Problem: Reproduce the lines of the material below word for word, without the pictures.

Detection examples
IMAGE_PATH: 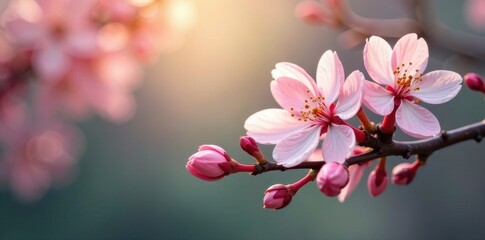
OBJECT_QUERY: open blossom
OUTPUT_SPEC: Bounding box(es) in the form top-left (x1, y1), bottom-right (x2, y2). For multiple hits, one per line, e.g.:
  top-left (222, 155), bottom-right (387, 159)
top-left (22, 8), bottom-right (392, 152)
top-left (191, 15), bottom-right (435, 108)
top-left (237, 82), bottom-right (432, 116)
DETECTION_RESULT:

Full response:
IMAGE_PATH: 
OBJECT_QUERY: open blossom
OUTPUT_SPEC: Bounding box(es) in the form top-left (x1, y1), bottom-right (x2, y2). For multiple hits, one per line, e.g.:
  top-left (222, 155), bottom-right (387, 159)
top-left (22, 8), bottom-right (392, 152)
top-left (191, 15), bottom-right (435, 108)
top-left (237, 82), bottom-right (432, 116)
DETECTION_RESULT:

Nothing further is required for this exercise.